Referring expression data:

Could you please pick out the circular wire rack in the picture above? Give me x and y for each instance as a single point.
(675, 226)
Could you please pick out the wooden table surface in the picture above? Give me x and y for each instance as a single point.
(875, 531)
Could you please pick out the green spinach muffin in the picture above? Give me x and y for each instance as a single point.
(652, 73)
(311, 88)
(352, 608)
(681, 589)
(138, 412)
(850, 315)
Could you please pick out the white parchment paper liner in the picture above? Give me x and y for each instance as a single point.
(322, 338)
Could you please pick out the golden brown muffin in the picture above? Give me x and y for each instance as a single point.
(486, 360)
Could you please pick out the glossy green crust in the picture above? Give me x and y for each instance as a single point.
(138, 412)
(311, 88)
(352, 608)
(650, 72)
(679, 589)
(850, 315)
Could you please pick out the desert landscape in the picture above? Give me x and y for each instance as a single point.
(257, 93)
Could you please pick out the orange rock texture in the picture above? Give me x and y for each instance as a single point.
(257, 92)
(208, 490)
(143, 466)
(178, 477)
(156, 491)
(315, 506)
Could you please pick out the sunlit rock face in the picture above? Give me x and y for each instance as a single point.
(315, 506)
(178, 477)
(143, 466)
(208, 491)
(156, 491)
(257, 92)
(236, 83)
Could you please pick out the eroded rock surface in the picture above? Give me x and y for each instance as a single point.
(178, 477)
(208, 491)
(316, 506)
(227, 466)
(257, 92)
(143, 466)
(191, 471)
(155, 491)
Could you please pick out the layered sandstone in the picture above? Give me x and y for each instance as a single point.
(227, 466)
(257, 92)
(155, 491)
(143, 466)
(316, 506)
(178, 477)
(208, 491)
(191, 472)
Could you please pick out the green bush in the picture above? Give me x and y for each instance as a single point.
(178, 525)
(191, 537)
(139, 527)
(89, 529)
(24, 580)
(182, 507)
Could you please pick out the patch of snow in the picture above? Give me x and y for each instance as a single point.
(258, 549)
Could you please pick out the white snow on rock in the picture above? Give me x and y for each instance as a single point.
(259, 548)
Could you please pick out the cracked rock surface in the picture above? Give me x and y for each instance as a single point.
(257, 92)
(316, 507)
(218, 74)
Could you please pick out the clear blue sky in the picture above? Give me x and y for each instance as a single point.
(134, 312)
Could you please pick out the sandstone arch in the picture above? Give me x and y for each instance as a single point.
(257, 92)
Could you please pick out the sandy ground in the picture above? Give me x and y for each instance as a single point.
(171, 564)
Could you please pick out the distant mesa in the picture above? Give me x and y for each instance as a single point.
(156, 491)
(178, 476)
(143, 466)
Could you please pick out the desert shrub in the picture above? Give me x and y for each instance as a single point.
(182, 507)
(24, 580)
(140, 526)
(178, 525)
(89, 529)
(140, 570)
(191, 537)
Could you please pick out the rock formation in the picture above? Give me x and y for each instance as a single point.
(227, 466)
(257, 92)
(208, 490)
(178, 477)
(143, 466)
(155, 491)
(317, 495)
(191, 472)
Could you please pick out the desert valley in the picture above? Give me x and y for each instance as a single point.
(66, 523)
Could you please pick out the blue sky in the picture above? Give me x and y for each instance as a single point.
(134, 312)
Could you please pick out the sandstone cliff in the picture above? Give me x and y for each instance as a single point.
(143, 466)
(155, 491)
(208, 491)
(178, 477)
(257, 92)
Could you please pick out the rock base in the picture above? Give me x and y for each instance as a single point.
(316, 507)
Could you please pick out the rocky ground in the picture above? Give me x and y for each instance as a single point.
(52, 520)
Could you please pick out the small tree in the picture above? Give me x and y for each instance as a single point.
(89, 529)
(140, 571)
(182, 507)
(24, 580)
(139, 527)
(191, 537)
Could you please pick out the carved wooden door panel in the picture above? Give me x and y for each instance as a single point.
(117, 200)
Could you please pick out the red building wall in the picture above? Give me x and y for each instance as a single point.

**Exercise prompt**:
Return all the lines shown above, precisely as they stand.

**Task response**:
Could you please pick out the circular wire rack in the picture above? Give me x and y for each instance as a single point.
(675, 226)
Could you please pick out the wooden table surface in the picture above? Give me x and y for each instance as a single point.
(875, 531)
Could you please pick out the green spinach muffin in the picture above? Give me x and y for each instance as a single point.
(652, 73)
(311, 88)
(352, 608)
(681, 589)
(138, 412)
(850, 315)
Could you please pick out the white parchment paper liner in the picture above? Give me x and y for each instance as a single point.
(322, 338)
Could you please pick out the golden brown muffin in the picture above? Give me x and y for each instance as a single point.
(486, 360)
Could you please pick out the glossy green crust in the picture above? Give me x and y for each instance as a single point.
(138, 412)
(311, 88)
(352, 608)
(650, 72)
(679, 589)
(850, 315)
Could you please pick out the desert landscape in the picture above? Give me x and y for each instance as a single point.
(257, 93)
Could you please pick out the orange rock texture in the picture above? Give me x and y for each instance as a single point.
(257, 92)
(208, 490)
(143, 466)
(178, 477)
(156, 491)
(315, 506)
Could you please pick out the sunlit rock face in the picture above? Give me x and y for each instance as a single point.
(315, 506)
(178, 477)
(143, 466)
(208, 491)
(156, 491)
(257, 92)
(236, 83)
Could you please pick out the eroded rock surface in the picture above? Give me x and y for each instance as a single point.
(178, 477)
(208, 491)
(316, 506)
(227, 466)
(257, 92)
(143, 466)
(191, 471)
(155, 491)
Could you please pick out the layered sandstone in the picture above? Give me x and y for each instance as a single point.
(227, 466)
(257, 92)
(155, 491)
(143, 466)
(316, 506)
(178, 477)
(208, 491)
(191, 472)
Could you please pick out the green bush in the picture above? Give me x and y for each instance as a single point.
(178, 525)
(191, 537)
(139, 527)
(89, 529)
(24, 580)
(182, 507)
Could you please pick out the patch of snow in the picture above? Give me x and y for each instance as a single point.
(258, 549)
Could you please pick out the white snow on rock in the picture above? Give me x and y for each instance as a single point.
(259, 548)
Could you please pick out the cracked rock surface in the picture above? Give me x and y for each instance as a single point.
(257, 92)
(316, 507)
(218, 74)
Could you please pick out the clear blue sky in the picture above? Give me x and y for each instance as a single point.
(134, 312)
Could you please pick out the sandstone arch in the picture above? Give me x and y for each instance as a single point.
(257, 92)
Could you please pick out the sandy ground in the picture above? Give me x and y for each instance as a single point.
(171, 564)
Could you please pick out the distant mesa in the picture above? Give me x and y for each instance as a single point.
(156, 491)
(178, 476)
(143, 466)
Could you please pick out the desert shrub in the picture above? Give me x and y for each instance as a single point.
(182, 507)
(24, 580)
(140, 526)
(178, 525)
(89, 529)
(140, 570)
(191, 537)
Could you please pick out the rock formation in the picture above? Give me x and y for each instance as a single point.
(227, 466)
(257, 92)
(208, 490)
(178, 477)
(143, 466)
(155, 491)
(317, 495)
(191, 472)
Could you please pick out the desert valley in the picture above? Give me x and y for each instance as a single point.
(66, 523)
Could you please pick out the blue sky in the picture above? Give me x and y for each instance as a single point.
(134, 312)
Could you please pick out the sandstone cliff in the picture above? Give me x and y for each instance as a single point.
(143, 466)
(155, 491)
(208, 491)
(178, 477)
(257, 92)
Could you please pick out the rock base in the picture above? Give me x and y for each instance as a single point.
(316, 507)
Could you please pick out the rocky ground in the picture above? Give me x and y for each instance as a single point.
(52, 520)
Could you please pick out the small tree in the picture above? Give me x and y for each instance as a single point.
(89, 529)
(140, 571)
(182, 507)
(24, 580)
(139, 527)
(191, 537)
Could you please pick out the carved wooden door panel in the picture above? Give me x and y for each instance as a single point.
(117, 200)
Could you please pick out the red building wall in the picture above? Give me x and y for each instance as a single point.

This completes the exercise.